[Annotated coordinate records]
· · · ·
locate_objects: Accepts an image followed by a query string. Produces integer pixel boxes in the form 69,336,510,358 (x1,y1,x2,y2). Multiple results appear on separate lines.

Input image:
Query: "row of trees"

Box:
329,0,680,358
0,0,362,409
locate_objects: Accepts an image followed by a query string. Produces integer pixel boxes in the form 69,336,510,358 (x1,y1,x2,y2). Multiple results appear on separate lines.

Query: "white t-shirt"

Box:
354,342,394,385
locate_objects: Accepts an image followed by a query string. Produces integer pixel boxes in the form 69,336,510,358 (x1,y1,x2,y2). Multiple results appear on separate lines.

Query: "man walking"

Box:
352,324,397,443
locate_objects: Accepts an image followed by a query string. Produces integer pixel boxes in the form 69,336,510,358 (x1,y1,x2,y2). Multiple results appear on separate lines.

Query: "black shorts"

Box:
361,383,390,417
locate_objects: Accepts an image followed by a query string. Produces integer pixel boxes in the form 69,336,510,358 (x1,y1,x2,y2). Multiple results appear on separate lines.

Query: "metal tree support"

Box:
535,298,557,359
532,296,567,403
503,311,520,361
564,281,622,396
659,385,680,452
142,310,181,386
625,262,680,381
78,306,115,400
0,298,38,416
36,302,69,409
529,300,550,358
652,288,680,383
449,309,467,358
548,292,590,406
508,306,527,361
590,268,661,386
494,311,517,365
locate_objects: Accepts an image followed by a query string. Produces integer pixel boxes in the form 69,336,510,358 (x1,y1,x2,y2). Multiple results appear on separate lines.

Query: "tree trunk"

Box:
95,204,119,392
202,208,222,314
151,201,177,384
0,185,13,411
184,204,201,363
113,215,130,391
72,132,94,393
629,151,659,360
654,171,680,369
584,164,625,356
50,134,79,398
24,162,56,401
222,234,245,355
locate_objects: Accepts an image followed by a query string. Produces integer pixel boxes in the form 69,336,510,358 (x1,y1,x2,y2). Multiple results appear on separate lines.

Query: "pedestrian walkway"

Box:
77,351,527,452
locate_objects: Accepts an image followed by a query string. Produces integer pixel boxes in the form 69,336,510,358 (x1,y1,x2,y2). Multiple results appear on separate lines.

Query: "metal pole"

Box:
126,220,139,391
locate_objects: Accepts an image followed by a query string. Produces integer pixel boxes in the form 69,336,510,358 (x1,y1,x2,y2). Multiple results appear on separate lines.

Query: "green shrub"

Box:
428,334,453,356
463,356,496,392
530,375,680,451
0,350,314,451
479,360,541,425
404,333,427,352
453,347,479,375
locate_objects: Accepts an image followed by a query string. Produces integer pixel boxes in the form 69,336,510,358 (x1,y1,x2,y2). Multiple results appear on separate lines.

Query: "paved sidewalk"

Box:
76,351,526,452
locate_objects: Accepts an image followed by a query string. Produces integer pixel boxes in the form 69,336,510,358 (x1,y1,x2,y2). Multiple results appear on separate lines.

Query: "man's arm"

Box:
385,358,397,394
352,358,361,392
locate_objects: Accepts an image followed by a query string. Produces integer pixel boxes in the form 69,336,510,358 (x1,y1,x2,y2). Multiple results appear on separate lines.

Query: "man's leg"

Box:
· · · ·
◆ Work instructions ◆
Show every line of the material that contains the string "metal", matching case exactly.

◆ The result ◆
Query: "metal tree support"
Query: "metal pole"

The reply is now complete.